::: INPUT MATERIAL :::

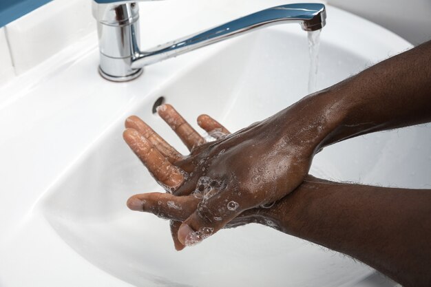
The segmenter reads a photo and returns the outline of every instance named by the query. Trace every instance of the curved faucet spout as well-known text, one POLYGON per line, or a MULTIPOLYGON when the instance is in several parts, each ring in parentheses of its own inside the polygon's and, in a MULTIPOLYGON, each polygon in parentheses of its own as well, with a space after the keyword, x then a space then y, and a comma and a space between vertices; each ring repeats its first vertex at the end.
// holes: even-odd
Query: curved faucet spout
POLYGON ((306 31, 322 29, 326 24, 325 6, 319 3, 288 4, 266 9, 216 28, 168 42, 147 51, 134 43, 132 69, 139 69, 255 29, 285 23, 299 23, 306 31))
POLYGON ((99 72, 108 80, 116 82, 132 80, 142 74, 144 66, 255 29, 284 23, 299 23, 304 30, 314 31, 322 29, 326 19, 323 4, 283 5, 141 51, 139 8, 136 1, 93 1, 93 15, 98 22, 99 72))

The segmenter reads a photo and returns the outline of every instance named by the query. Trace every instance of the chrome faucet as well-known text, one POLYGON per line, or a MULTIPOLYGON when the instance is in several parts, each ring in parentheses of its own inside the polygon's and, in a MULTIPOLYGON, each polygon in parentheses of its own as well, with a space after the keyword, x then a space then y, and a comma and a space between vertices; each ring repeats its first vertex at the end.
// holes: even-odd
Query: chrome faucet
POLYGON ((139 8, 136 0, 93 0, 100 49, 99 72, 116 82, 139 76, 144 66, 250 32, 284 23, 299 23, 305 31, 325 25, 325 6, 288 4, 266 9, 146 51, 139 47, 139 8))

:::
::: INPUT MATERIAL :::

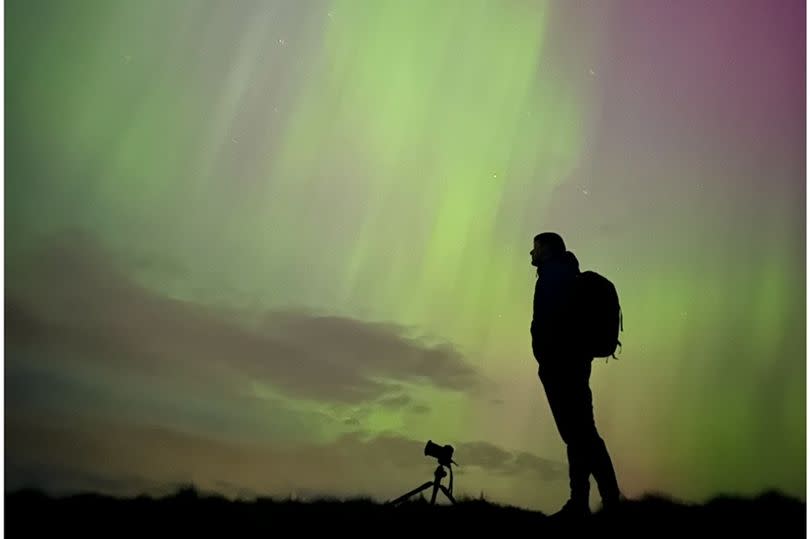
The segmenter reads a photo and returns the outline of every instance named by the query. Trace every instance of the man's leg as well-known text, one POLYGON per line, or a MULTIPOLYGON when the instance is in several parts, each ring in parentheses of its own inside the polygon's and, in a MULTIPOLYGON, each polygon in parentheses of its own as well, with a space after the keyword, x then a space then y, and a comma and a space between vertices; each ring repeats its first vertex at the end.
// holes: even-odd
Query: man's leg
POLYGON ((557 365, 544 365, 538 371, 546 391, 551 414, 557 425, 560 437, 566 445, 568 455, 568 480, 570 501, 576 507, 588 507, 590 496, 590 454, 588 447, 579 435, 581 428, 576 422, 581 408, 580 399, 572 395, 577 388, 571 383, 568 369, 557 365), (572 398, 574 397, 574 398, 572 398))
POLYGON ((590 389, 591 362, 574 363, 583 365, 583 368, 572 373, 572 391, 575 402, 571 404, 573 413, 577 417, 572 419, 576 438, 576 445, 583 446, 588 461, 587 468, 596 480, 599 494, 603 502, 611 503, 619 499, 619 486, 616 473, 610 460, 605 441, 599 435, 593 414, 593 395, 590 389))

:::
::: INPUT MATERIAL :::

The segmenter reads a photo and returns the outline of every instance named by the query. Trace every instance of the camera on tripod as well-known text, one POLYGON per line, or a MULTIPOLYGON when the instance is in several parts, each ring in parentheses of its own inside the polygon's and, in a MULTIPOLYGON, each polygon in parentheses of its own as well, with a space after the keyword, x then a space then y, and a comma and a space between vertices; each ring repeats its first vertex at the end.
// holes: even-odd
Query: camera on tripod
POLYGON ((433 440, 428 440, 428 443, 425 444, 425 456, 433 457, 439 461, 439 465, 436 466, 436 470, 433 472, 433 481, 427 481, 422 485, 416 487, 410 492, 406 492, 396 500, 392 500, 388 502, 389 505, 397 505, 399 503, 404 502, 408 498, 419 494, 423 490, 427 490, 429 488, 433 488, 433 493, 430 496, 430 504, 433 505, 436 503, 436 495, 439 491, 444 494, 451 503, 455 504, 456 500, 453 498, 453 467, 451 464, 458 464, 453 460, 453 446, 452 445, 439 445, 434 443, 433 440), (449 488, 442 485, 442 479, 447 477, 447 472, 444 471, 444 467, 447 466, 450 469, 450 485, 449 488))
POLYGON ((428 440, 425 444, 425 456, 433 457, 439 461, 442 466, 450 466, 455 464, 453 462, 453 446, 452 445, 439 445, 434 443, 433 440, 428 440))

:::

**TASK TO COMPLETE:** Take the part that opens with the line containing "of the chrome" and closes with the line containing "POLYGON ((139 8, 136", and substitute "brass faucet" for "chrome faucet" throughout. Write out only those lines, with everything else left as it is.

**ANSWER TO THIS EXERCISE:**
The segmenter reads a photo and returns the outline of every instance named by the query. Trace every instance of the brass faucet as well-known text, one POLYGON per line, or a MULTIPOLYGON when the instance is in several parts, each ring in parentheses of its own inside the polygon's and, in a MULTIPOLYGON, each polygon in parentheses of its own as well, with a space after the keyword, x then a space then y, and a comma and a space between vertices; each ring repeats its first vertex at the end.
// holes: even-odd
Query: brass faucet
POLYGON ((139 8, 136 0, 93 0, 100 49, 99 72, 116 82, 139 76, 144 66, 250 32, 284 23, 299 23, 305 31, 325 25, 325 6, 288 4, 266 9, 146 51, 139 47, 139 8))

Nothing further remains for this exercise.